> _REQUIRED TASK_: In full and without alteration, give the listing again.

> _EXERCISE MATERIAL_:
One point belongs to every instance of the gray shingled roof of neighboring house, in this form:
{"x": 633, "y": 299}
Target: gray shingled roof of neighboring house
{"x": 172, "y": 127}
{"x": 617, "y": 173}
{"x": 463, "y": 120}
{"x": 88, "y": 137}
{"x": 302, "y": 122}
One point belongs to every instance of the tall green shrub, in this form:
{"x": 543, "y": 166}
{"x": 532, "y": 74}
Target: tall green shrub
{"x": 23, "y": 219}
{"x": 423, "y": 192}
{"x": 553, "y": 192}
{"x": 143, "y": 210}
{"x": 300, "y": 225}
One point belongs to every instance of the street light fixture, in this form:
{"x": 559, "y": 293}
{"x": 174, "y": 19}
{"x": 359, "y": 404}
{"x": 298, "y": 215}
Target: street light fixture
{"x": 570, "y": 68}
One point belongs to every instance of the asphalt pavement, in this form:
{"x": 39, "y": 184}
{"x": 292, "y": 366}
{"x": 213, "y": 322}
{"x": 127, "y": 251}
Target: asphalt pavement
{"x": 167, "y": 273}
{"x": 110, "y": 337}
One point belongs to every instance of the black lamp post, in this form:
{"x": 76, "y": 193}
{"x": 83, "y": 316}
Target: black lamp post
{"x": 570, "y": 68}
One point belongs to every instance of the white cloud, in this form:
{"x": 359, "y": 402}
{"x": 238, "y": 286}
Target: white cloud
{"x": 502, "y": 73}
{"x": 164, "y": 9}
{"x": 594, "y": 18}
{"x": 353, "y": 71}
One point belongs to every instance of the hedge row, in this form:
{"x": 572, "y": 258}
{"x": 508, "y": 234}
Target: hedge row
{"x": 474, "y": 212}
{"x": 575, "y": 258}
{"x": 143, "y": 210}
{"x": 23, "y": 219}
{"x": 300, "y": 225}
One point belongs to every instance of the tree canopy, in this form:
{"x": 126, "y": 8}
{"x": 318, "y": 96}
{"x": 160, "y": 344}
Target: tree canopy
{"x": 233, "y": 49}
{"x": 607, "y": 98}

> _SOLUTION_:
One point belongs to every instance of the gray shingled roof of neighboring house, in this form:
{"x": 633, "y": 299}
Target: gray shingled roof of neighboring house
{"x": 172, "y": 127}
{"x": 617, "y": 173}
{"x": 463, "y": 120}
{"x": 88, "y": 137}
{"x": 302, "y": 122}
One point belongs to every instance of the tall green shrub, in this form:
{"x": 543, "y": 166}
{"x": 532, "y": 74}
Target: tall green shrub
{"x": 23, "y": 219}
{"x": 423, "y": 192}
{"x": 553, "y": 192}
{"x": 143, "y": 210}
{"x": 300, "y": 225}
One point belongs to every instance of the street light fixture, in this form:
{"x": 559, "y": 293}
{"x": 174, "y": 19}
{"x": 359, "y": 404}
{"x": 298, "y": 215}
Target: street light fixture
{"x": 570, "y": 68}
One point belongs to every instance of the asphalt pavement, in this form:
{"x": 39, "y": 184}
{"x": 292, "y": 366}
{"x": 213, "y": 322}
{"x": 127, "y": 251}
Target: asphalt pavement
{"x": 167, "y": 273}
{"x": 110, "y": 337}
One point belongs to every instance of the black lamp post, in this form:
{"x": 76, "y": 193}
{"x": 83, "y": 316}
Target: black lamp post
{"x": 570, "y": 68}
One point belongs to every instance of the white cloud, in this form:
{"x": 359, "y": 402}
{"x": 238, "y": 286}
Target: white cloud
{"x": 502, "y": 73}
{"x": 164, "y": 9}
{"x": 594, "y": 18}
{"x": 353, "y": 71}
One point belongs to every instance of the hedge row, in this form:
{"x": 572, "y": 258}
{"x": 508, "y": 234}
Target: hedge row
{"x": 474, "y": 212}
{"x": 575, "y": 258}
{"x": 143, "y": 210}
{"x": 23, "y": 219}
{"x": 300, "y": 225}
One point belongs to every instance of the tree canopy, in this form:
{"x": 126, "y": 8}
{"x": 318, "y": 96}
{"x": 160, "y": 344}
Target: tree canopy
{"x": 233, "y": 49}
{"x": 607, "y": 98}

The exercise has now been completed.